> _GIVEN PROBLEM A_
Copy every line of the segmentation rows word for word, leaving the pictures out.

> _EXCERPT_

++++++++++++++++++++

Horizontal gaze nystagmus test

In this test, the officer will ask the driver to step out of their car and move away from any flashing lights. The officer should check to see if you use contact lenses or have a problem with your vision other than wearing glasses. The police officer will hold a stylus, flashlight, or pen about 12-15 inches from your eyes. He/she will then ask to you to follow the stylus/flashlight/pen with your eyes while keeping your head still. Everyone has some involuntary bouncing eye movement when they follow an object. The HGN test checks to see if the bounce is exaggerated. The officer will also look to see at what point in the movement of the object your eyes bounce.

This test is often the one sobriety test that is subject to the strongest challenge. Officers aren’t trained eye doctors. They often fail to record the movements they saw or fail to be able to distinguish the eye movements from normal eye movements.

Walk and turn test

Here, the officer should explain the test and show you how it’s done. After asking you if you understand, the officer will then ask the driver to stand toe-to-heel. You should then walk in a straight line, turn around, and then walk back towards the officer. As you walk, your heel of your front foot should touch the toe of your rear foot. The officer will watch your feet while you walk to see if you:

  • Keep your arms at your side while you walk
  • Walk in a straight line
  • Count out loud incorrectly as you walk
  • Stop or stumble while walking
  • Lose your balance
  • Take nine steps in each direction.

++++++++++++++++++++

> _GIVEN PROBLEM B_
Answer these questions about the sobriety test excerpt:
(i) How far from the driver's eyes does the officer hold the stylus, flashlight, or pen?
(ii) In the walk and turn test, what should the heel of the front foot touch?
(iii) How many steps in each direction appear in the list of things the officer watches for?

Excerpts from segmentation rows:

++++++++++++++++++++

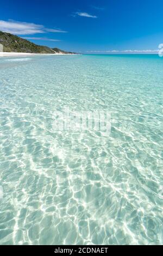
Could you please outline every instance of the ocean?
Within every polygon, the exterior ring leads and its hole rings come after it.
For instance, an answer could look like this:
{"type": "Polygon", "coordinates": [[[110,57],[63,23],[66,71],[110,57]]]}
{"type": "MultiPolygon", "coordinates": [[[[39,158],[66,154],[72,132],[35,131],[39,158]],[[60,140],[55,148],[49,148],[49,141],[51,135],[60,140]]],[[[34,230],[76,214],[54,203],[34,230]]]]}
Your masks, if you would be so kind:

++++++++++++++++++++

> _FINISHED ANSWER A_
Could you please outline every instance of the ocean?
Within every polygon, the exterior ring leads and its hole rings come after it.
For instance, an answer could look like this:
{"type": "Polygon", "coordinates": [[[110,57],[63,23],[66,71],[110,57]]]}
{"type": "MultiPolygon", "coordinates": [[[[39,158],[66,154],[72,132],[35,131],[39,158]],[[60,140],[55,148],[49,148],[49,141],[51,135],[60,140]]],[[[34,230],[76,214],[54,203],[34,230]]]]}
Your masks, if you would be so kind:

> _FINISHED ANSWER B_
(i) About 12-15 inches.
(ii) The toe of the rear foot.
(iii) Nine.